## DIRECTIVE
Reproduce the lines below verbatim, starting from the first one and stopping after the line that contains "column 599, row 54". Include both of those lines.

.....

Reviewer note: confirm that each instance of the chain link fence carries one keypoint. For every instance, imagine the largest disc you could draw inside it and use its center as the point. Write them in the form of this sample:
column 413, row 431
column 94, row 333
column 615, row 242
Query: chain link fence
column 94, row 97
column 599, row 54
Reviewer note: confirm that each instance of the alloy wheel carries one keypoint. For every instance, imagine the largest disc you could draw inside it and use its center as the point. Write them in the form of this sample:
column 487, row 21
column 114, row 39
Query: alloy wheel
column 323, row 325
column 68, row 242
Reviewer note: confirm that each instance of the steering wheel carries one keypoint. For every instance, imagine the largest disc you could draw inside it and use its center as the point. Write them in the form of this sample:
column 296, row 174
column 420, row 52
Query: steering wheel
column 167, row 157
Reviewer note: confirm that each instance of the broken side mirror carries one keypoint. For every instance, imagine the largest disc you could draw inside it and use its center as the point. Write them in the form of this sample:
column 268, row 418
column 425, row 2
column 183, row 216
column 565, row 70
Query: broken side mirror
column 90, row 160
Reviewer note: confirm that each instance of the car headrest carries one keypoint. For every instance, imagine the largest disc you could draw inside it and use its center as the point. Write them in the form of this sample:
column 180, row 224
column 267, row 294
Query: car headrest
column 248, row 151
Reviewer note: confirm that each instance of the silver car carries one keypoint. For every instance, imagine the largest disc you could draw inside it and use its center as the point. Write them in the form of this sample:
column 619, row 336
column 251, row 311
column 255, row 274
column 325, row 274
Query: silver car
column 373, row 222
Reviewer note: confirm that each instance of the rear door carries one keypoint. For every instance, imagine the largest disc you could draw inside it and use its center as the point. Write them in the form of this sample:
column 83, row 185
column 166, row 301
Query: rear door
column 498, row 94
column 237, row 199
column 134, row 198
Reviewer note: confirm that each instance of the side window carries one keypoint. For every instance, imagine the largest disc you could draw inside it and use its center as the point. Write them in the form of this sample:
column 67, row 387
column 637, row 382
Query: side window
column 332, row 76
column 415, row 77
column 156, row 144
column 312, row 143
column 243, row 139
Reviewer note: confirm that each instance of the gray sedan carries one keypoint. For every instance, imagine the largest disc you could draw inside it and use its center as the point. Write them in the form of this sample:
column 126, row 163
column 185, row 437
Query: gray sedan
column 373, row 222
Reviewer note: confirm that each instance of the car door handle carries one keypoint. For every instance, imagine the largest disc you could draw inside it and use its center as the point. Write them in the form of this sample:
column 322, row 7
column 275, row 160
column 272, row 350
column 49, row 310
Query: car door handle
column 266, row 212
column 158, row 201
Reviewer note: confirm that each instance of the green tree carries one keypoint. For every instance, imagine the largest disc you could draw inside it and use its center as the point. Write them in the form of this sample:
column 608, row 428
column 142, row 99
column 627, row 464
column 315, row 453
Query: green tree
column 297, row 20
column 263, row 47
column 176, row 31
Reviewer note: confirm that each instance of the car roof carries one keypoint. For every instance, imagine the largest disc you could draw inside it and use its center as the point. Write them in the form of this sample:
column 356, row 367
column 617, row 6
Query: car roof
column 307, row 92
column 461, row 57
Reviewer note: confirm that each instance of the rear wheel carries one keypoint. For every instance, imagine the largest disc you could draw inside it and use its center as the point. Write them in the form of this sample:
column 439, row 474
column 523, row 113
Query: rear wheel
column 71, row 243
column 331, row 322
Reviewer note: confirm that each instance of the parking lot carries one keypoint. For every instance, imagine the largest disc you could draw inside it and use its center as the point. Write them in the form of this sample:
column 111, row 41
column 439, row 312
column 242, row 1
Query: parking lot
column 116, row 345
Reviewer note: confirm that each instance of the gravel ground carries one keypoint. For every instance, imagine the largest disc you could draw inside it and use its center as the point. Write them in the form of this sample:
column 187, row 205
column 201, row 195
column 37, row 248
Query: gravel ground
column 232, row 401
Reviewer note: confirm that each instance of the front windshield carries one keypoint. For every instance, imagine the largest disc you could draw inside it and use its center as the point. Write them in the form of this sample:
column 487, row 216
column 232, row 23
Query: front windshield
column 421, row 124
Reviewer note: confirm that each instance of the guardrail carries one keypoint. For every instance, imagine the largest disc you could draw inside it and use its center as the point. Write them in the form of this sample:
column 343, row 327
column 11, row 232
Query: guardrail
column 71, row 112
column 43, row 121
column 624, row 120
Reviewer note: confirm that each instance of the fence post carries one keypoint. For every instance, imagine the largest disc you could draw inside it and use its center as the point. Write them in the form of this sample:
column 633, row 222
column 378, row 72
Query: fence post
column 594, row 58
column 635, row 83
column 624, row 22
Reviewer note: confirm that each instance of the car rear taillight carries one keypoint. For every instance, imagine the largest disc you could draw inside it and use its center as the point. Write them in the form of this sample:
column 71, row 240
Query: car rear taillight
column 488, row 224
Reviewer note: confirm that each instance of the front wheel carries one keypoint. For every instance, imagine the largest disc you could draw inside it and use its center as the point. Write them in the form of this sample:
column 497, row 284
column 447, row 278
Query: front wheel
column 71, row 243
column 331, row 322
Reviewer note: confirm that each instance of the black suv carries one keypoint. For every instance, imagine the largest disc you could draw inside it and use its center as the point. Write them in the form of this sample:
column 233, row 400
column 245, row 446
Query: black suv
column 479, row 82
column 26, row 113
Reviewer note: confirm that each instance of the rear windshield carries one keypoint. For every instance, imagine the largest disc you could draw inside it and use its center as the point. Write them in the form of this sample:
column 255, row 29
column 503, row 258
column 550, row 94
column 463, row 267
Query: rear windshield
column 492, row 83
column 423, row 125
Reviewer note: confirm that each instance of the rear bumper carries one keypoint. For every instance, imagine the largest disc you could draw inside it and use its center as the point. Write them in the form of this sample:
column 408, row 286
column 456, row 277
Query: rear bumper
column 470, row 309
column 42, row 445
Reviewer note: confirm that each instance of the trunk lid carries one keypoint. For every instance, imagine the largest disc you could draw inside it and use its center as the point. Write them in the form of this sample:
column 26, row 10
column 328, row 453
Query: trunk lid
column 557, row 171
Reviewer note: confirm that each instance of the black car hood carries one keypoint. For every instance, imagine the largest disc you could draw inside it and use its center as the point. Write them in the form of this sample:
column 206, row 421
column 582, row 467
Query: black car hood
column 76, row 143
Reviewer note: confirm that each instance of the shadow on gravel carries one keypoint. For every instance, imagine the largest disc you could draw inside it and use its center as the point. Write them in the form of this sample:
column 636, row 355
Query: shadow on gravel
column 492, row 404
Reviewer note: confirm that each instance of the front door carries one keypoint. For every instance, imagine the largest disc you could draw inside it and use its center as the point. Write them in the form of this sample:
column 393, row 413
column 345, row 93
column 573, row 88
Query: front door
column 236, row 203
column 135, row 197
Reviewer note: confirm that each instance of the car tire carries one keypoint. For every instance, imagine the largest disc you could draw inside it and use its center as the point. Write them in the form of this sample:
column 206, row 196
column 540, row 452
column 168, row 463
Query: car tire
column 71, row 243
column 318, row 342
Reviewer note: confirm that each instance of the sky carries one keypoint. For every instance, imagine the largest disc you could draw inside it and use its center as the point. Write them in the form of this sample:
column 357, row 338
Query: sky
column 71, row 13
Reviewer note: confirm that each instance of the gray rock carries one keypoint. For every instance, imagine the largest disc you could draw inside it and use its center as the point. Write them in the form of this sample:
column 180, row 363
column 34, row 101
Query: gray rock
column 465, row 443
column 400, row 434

.....

## REPLY TO THE TASK
Reviewer note: confirm that each instance of the chain link fence carries one keypoint. For every instance, imagine the largest disc you could draw inside it and use its center as the point. Write them in the form of this sample:
column 413, row 431
column 94, row 333
column 615, row 242
Query: chain link fence
column 94, row 97
column 599, row 54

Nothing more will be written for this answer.